Convert the entries below into a two-column CSV headed input and output, with one row per entry: the entry's text goes in input and its answer in output, each as one quoted field with line breaks changed to spaces. Begin at the line that has "subject: dramatic cloud" and stop after the line that has "[[[255,124],[1,118],[0,168],[255,168]]]".

>> begin

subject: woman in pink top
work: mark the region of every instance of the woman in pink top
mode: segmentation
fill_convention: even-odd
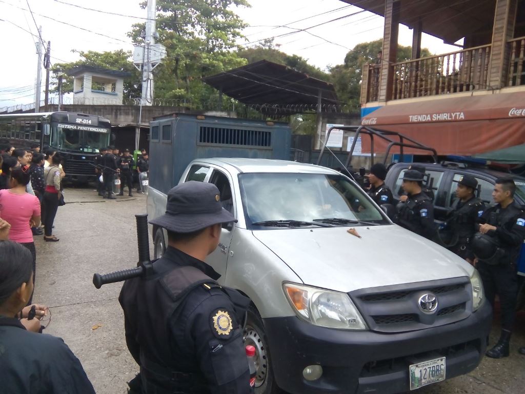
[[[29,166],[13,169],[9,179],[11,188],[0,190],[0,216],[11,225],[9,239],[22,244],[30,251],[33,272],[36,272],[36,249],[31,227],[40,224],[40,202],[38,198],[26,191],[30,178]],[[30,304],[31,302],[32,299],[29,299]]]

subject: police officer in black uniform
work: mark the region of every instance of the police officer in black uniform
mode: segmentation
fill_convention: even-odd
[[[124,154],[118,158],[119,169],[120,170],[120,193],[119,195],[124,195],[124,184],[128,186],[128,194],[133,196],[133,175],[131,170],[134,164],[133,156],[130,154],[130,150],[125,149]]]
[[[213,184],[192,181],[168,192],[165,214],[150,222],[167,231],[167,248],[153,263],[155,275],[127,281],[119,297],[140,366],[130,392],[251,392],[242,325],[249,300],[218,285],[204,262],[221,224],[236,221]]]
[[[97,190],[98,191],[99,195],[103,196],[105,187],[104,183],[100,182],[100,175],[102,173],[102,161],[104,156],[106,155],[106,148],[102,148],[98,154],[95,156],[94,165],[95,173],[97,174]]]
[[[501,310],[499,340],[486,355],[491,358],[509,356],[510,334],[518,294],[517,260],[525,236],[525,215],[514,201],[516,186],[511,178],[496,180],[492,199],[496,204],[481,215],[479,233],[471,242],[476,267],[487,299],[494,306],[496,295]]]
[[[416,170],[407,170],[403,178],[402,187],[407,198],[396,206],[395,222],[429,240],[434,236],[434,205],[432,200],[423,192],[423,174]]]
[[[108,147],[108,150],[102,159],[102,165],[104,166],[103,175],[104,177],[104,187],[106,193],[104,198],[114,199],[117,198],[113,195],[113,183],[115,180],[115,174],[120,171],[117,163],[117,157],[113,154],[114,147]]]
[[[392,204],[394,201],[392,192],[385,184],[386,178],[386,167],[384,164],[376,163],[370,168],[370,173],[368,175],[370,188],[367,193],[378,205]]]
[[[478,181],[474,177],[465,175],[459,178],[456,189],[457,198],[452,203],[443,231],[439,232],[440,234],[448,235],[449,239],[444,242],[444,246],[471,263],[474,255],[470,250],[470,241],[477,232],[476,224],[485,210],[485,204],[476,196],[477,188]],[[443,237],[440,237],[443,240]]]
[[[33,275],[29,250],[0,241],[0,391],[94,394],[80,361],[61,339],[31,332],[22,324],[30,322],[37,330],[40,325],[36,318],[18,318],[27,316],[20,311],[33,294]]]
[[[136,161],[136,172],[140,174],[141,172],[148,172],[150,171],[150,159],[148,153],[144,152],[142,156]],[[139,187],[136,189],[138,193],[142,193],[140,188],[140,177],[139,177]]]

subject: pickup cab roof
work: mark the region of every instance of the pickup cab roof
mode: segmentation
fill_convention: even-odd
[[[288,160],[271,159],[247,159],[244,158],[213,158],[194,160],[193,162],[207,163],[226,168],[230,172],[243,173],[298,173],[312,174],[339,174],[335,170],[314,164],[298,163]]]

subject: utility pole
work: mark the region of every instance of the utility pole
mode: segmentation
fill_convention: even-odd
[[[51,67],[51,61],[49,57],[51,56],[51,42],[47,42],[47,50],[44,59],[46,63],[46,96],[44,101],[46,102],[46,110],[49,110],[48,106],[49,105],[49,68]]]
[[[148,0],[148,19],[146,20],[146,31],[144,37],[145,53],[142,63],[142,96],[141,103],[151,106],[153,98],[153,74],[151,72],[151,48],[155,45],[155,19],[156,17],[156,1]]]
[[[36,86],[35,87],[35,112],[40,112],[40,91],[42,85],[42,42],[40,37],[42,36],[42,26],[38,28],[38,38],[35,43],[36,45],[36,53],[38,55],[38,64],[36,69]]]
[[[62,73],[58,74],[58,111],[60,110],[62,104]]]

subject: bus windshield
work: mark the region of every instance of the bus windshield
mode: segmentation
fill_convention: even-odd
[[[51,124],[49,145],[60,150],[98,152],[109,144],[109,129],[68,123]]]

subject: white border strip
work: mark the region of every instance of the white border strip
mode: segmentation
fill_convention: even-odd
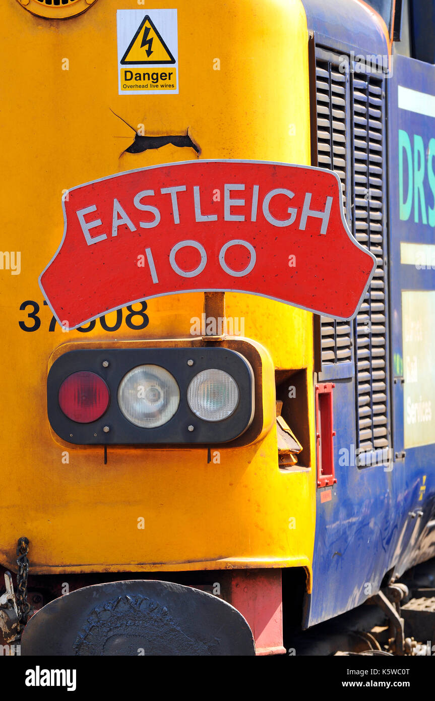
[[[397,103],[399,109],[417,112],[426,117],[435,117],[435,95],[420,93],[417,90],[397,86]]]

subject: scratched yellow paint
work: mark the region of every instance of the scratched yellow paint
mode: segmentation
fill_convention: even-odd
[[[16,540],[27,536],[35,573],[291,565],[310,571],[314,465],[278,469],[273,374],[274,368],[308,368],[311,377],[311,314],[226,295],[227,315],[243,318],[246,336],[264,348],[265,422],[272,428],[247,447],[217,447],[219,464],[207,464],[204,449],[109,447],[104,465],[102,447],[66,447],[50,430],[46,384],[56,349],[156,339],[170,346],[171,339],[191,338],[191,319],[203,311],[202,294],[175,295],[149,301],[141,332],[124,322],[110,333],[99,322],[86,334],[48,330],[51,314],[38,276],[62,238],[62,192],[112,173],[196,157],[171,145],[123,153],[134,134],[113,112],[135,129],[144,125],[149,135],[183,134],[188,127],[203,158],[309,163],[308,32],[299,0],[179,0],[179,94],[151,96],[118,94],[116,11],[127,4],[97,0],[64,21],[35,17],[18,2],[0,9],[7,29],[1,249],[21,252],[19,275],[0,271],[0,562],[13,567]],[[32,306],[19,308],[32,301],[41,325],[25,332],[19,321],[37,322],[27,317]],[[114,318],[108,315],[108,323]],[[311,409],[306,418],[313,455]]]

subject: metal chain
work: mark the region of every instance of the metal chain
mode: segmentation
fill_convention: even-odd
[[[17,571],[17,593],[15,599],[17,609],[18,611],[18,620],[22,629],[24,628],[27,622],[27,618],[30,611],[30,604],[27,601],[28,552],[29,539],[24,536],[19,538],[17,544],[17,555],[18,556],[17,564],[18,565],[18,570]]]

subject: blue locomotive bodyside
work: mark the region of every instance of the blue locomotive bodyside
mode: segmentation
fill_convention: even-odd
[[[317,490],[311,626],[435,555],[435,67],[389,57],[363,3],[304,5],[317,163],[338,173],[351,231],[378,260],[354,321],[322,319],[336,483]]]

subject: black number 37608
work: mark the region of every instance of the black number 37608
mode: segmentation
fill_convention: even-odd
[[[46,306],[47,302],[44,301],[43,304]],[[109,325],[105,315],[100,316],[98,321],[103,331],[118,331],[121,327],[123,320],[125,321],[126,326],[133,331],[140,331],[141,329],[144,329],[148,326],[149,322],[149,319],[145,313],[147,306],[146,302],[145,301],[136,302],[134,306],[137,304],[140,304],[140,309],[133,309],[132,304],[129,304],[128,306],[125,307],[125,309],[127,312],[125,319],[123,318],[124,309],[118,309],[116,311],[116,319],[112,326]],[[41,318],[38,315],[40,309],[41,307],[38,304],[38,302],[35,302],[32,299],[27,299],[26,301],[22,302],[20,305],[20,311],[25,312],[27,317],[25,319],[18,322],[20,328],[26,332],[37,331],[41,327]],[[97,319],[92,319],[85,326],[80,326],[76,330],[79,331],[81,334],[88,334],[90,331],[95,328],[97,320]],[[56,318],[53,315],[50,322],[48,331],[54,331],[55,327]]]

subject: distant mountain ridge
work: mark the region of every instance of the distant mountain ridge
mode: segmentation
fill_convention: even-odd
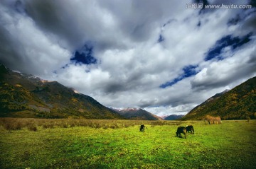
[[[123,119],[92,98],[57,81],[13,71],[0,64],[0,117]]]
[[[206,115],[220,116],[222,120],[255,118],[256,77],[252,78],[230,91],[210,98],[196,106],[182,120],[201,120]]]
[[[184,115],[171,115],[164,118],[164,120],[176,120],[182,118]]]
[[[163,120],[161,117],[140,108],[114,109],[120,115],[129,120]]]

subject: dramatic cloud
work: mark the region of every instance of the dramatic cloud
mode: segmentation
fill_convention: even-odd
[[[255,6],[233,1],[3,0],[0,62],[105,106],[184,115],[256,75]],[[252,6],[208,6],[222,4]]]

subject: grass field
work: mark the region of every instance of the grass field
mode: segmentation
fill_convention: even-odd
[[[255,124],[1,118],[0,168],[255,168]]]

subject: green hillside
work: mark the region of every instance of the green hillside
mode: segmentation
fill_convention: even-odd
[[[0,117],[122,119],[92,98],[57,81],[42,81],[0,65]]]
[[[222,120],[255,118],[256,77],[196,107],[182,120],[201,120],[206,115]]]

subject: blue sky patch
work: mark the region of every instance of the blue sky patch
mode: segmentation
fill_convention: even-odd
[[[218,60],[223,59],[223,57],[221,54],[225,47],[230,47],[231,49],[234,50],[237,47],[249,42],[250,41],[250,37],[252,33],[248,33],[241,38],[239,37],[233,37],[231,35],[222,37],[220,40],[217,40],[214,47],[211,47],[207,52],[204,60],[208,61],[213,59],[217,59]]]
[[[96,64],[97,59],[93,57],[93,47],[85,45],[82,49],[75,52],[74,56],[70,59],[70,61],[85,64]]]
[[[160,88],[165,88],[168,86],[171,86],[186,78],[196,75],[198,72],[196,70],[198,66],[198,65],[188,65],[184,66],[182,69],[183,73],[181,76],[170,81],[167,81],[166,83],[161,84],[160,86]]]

>> end

Response to the task:
input,output
"subject: dramatic cloud work: mark the region of every instance of the dramatic cloud mode: segmentation fill_convention: even-odd","[[[255,6],[233,1],[3,0],[0,62],[105,106],[184,115],[256,75]],[[252,6],[208,6],[222,4]]]"
"subject: grass field work: mark the region of every instance of the grass field mode: segmentation fill_convention: even-odd","[[[255,124],[1,118],[0,168],[255,168]]]"